Entries for pointing and labeling:
::::

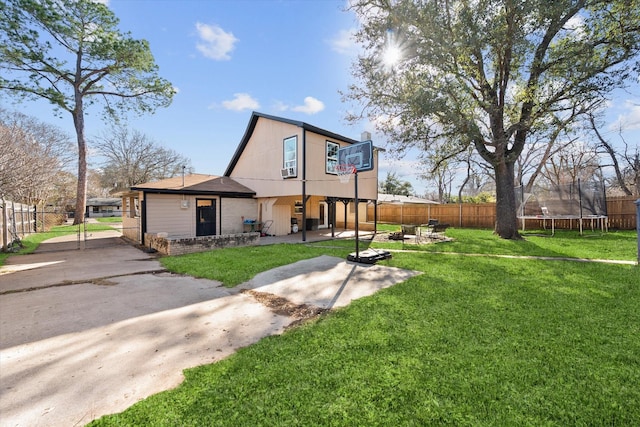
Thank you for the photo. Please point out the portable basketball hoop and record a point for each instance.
(345, 171)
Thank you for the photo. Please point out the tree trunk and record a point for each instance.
(506, 218)
(81, 191)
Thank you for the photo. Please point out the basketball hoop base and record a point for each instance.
(369, 256)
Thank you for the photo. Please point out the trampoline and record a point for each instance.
(584, 203)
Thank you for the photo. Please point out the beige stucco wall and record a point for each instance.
(166, 214)
(233, 210)
(260, 164)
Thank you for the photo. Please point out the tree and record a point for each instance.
(393, 185)
(447, 74)
(132, 158)
(71, 53)
(629, 171)
(32, 154)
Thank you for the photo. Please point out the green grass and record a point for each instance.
(473, 341)
(614, 245)
(32, 241)
(109, 219)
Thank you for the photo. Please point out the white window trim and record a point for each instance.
(292, 163)
(331, 161)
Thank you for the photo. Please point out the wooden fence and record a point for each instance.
(16, 221)
(621, 212)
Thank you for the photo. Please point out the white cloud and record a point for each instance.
(215, 43)
(629, 120)
(344, 43)
(241, 102)
(311, 106)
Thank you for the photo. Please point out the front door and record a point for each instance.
(205, 217)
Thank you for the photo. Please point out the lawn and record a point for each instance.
(31, 241)
(477, 341)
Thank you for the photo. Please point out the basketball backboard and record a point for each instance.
(359, 155)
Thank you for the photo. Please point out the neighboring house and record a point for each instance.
(291, 166)
(189, 206)
(282, 173)
(103, 207)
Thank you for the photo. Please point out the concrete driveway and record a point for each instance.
(84, 333)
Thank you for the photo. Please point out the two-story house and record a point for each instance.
(281, 179)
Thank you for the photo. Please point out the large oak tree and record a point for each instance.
(444, 75)
(72, 53)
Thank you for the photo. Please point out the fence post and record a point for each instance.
(638, 227)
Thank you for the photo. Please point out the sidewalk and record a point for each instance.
(105, 328)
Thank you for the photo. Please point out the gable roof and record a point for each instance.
(197, 184)
(252, 125)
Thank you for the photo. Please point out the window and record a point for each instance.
(290, 151)
(332, 157)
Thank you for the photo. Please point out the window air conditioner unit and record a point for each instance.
(288, 172)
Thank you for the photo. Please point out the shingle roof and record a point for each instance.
(197, 184)
(252, 125)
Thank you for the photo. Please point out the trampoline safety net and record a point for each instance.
(575, 200)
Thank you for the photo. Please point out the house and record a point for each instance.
(187, 206)
(291, 165)
(281, 179)
(99, 207)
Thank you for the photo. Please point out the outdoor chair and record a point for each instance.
(430, 225)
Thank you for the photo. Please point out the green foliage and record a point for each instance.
(483, 74)
(483, 197)
(59, 50)
(393, 185)
(71, 53)
(473, 341)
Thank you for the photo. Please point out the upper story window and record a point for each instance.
(332, 157)
(290, 156)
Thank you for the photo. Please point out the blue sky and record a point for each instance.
(288, 58)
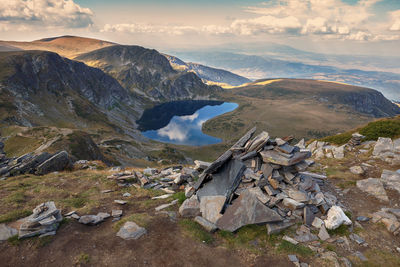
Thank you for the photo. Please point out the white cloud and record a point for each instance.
(45, 12)
(395, 15)
(149, 28)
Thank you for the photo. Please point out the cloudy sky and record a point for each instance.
(336, 26)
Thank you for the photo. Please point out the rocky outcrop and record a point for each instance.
(36, 164)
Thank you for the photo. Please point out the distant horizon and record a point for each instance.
(354, 27)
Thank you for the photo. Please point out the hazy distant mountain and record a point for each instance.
(148, 73)
(208, 74)
(67, 46)
(258, 67)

::::

**Your goal**
Write out again, unchanged, the lines of the entries starting at the one that contains "Thank you for the photo. Please point out the hazy" and ending at the last line of the entries.

**Final answer**
Thank you for the photo. Please point out the hazy distant mountain and record a point for each instance.
(148, 73)
(208, 74)
(67, 46)
(258, 67)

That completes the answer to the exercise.